DATASET CONTENT:

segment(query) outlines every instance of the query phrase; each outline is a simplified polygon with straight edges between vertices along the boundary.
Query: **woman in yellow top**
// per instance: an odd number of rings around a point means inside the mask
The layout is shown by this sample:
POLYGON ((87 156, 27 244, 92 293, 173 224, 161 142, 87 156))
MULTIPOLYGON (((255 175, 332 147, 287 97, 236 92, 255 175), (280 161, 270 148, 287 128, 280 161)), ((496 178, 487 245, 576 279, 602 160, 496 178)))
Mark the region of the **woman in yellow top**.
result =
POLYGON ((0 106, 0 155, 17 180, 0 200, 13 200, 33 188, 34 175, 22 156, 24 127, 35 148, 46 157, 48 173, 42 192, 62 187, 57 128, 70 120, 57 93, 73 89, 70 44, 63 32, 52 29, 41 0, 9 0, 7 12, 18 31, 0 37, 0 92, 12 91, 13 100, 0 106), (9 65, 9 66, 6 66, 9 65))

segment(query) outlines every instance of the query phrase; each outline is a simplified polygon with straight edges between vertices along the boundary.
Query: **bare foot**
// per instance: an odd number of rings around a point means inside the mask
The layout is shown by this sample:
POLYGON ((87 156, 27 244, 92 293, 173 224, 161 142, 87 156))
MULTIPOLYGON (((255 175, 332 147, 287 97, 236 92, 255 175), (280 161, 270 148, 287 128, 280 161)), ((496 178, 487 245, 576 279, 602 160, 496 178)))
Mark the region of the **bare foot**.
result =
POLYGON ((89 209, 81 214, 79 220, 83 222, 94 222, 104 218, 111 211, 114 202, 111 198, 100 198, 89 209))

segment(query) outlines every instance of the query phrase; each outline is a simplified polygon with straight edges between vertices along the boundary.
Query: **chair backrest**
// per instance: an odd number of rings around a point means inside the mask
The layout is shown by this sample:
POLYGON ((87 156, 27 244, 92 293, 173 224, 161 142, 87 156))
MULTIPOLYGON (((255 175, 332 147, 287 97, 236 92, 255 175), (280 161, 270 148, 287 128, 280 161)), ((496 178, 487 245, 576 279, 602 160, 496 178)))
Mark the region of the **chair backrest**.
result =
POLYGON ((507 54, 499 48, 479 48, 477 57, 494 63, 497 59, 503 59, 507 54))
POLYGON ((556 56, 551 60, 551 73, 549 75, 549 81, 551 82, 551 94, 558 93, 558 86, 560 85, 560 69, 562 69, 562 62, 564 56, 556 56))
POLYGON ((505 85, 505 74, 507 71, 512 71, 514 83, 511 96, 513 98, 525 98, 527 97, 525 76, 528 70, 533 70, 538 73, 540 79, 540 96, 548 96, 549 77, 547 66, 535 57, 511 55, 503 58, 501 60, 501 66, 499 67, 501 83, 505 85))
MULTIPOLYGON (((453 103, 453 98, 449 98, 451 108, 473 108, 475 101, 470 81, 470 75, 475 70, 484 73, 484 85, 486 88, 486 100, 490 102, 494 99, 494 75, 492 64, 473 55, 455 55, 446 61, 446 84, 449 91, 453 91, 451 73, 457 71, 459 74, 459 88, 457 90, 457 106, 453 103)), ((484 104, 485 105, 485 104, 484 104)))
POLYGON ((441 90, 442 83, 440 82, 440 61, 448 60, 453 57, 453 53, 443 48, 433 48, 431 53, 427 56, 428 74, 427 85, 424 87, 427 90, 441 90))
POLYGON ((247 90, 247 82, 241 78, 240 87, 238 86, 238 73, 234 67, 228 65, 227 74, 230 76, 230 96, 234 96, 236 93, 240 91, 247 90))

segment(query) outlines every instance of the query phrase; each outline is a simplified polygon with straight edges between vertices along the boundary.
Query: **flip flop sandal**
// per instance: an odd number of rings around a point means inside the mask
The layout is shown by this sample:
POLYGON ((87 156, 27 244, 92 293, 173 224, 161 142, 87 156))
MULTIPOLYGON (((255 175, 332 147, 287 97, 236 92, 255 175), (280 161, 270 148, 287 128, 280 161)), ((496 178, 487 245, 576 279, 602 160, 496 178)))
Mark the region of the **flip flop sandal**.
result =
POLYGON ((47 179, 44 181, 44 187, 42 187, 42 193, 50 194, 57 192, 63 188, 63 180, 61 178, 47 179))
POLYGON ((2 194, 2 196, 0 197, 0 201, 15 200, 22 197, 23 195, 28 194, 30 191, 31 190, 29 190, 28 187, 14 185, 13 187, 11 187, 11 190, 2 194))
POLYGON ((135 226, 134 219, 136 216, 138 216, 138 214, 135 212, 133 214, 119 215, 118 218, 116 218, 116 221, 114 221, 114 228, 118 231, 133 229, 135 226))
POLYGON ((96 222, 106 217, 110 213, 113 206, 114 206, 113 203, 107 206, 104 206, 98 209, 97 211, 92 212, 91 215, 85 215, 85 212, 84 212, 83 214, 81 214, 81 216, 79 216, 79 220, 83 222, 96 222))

REQUIRED WORK: What you return should match the entries above exactly.

COMPLETED TASK:
segment(query) outlines every instance of the query phrase; each outline is a simplified polygon with straight edges between vertices along the boundary.
Query: **woman in yellow top**
// per instance: an odd number of rings around a point means inside the mask
The layout is shown by this sample:
POLYGON ((87 156, 27 244, 92 293, 173 224, 161 142, 87 156))
MULTIPOLYGON (((255 175, 332 147, 287 97, 236 92, 255 175), (280 161, 270 148, 287 128, 280 161)), ((496 178, 487 245, 576 279, 602 160, 496 178)))
Mark the region of the **woman in yellow top**.
result =
POLYGON ((0 106, 0 155, 17 180, 0 200, 13 200, 33 188, 34 175, 22 156, 24 127, 35 148, 46 157, 48 173, 42 192, 62 187, 57 128, 70 120, 57 93, 73 89, 70 44, 63 32, 52 29, 41 0, 9 0, 7 12, 18 31, 0 37, 0 92, 12 91, 13 100, 0 106), (9 65, 9 66, 6 66, 9 65))

segment(query) outlines every instance of the query phrase; each outline is a simplified polygon with straight edges between vertices along the boundary.
Query: **bare foot**
// per instance: an odd number of rings around a point means inside the mask
The layout is shown by this sample:
POLYGON ((87 156, 27 244, 92 293, 173 224, 161 142, 87 156))
MULTIPOLYGON (((255 175, 332 147, 287 97, 236 92, 255 175), (280 161, 270 148, 287 128, 280 161)), ((496 178, 487 245, 576 279, 602 160, 496 178)))
Mark the region of the **bare foot**.
result =
POLYGON ((89 209, 81 214, 79 220, 83 222, 94 222, 104 218, 111 211, 114 202, 111 198, 100 198, 89 209))

segment(query) outlines every instance of the query phrase; each outline is a simplified polygon with straight edges between vertices along the boundary.
Query: **chair backrest**
// per instance: an odd number of rings around a point means inside the mask
The layout is shown by this sample:
POLYGON ((87 156, 27 244, 92 293, 173 224, 161 142, 87 156))
MULTIPOLYGON (((255 175, 332 147, 287 97, 236 92, 255 175), (280 161, 270 148, 287 128, 280 161)), ((496 178, 487 245, 576 279, 602 160, 496 178)))
Mark the region of the **chair backrest**.
result =
POLYGON ((507 54, 499 48, 479 48, 477 57, 494 63, 497 59, 503 59, 507 54))
POLYGON ((556 56, 551 60, 551 73, 549 75, 549 81, 551 82, 551 94, 558 93, 558 86, 560 85, 560 69, 562 69, 562 62, 564 56, 556 56))
POLYGON ((505 85, 505 74, 507 71, 512 71, 514 83, 511 96, 513 98, 525 98, 527 97, 525 76, 528 70, 533 70, 538 73, 540 79, 540 96, 548 96, 549 77, 547 66, 535 57, 511 55, 503 58, 501 60, 501 66, 499 67, 501 83, 505 85))
MULTIPOLYGON (((453 103, 453 98, 449 98, 451 108, 473 108, 475 101, 470 81, 470 75, 475 70, 484 73, 484 85, 486 88, 486 100, 490 102, 494 99, 494 75, 492 64, 473 55, 455 55, 446 61, 446 84, 449 91, 453 91, 451 73, 457 71, 459 74, 459 88, 457 90, 457 106, 453 103)), ((484 104, 485 105, 485 104, 484 104)))
POLYGON ((441 90, 442 83, 440 82, 440 61, 448 60, 453 57, 453 53, 443 48, 433 48, 431 53, 427 56, 428 74, 427 85, 424 87, 427 90, 441 90))
POLYGON ((247 90, 247 82, 241 78, 240 87, 238 86, 238 73, 234 67, 228 65, 227 74, 230 76, 230 96, 234 96, 236 93, 240 91, 247 90))

segment(query) outlines every instance of the query phrase; each outline is a simplified polygon with straight edges between vertices along the boundary.
Query: **flip flop sandal**
// per instance: an odd number of rings around a point means inside the mask
The layout is shown by this sample:
POLYGON ((87 156, 27 244, 92 293, 173 224, 161 142, 87 156))
MULTIPOLYGON (((255 175, 332 147, 287 97, 236 92, 255 175), (280 161, 270 148, 287 128, 280 161)), ((496 178, 487 245, 576 279, 602 160, 496 178)))
Mark the region of the **flip flop sandal**.
result =
POLYGON ((47 179, 44 181, 44 187, 42 187, 42 193, 50 194, 57 192, 63 188, 63 180, 61 178, 47 179))
POLYGON ((2 194, 2 196, 0 197, 0 201, 15 200, 22 197, 23 195, 28 194, 30 191, 31 190, 29 190, 28 187, 14 185, 13 187, 11 187, 11 190, 2 194))
POLYGON ((135 226, 134 219, 136 216, 138 216, 138 214, 135 212, 133 214, 119 215, 118 218, 116 218, 116 221, 114 221, 114 228, 118 231, 133 229, 135 226))
POLYGON ((96 222, 106 217, 110 213, 113 206, 114 206, 113 203, 107 206, 104 206, 98 209, 97 211, 92 212, 91 215, 85 215, 85 212, 84 212, 83 214, 81 214, 81 216, 79 216, 79 220, 83 222, 96 222))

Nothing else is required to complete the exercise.